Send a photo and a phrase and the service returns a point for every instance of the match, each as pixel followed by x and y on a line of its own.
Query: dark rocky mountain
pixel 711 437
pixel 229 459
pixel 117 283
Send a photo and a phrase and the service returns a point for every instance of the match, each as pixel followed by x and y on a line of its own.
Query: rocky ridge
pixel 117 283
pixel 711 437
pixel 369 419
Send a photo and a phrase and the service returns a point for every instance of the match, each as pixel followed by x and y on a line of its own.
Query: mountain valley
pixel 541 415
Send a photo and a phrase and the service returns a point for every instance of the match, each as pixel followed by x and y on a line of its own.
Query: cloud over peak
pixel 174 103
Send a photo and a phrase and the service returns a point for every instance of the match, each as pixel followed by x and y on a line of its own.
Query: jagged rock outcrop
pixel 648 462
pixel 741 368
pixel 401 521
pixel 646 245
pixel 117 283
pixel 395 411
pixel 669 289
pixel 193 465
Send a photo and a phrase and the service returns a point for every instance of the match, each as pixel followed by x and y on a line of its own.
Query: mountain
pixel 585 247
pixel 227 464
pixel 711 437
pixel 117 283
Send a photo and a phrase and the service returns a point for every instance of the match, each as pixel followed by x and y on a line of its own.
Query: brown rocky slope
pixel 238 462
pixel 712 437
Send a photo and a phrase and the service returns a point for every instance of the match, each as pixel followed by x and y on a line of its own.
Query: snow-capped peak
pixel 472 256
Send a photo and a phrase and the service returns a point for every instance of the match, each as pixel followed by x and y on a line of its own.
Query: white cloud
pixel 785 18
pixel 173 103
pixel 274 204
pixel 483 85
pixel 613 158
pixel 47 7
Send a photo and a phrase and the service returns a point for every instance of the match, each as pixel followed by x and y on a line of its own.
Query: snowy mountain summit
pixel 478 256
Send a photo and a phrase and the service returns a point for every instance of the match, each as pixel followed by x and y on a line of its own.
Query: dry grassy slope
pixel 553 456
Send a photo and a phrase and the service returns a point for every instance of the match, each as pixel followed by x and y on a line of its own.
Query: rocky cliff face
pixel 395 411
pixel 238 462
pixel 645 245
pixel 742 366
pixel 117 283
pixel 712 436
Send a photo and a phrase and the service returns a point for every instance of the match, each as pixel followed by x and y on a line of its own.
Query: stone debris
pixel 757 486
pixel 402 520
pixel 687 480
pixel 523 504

::::::::::

Rewrite the data from its first line through the line holding "pixel 174 103", inclusive, swapping each "Query" for "Search" and leaving everything else as it is. Return only those lines.

Send a photo and a phrase and the service returns a point for every instance of the match, each as pixel followed by x and y on a line of its own.
Search: dark rocky mountain
pixel 711 437
pixel 229 459
pixel 117 283
Send a photo and a phrase and the service returns a point for every instance of the match, each as pixel followed by x and y on a line of its own.
Search: rocky ridge
pixel 117 283
pixel 711 437
pixel 369 419
Send a photo and a phrase and the service returns a point for every instance of the match, each as pixel followed by x and y on a line of its own.
Search: mountain valley
pixel 541 415
Send a photo and a phrase and the service returns a point for every instance of the match, each as pixel followed by x and y on a line of its own.
Search: cloud over peak
pixel 174 103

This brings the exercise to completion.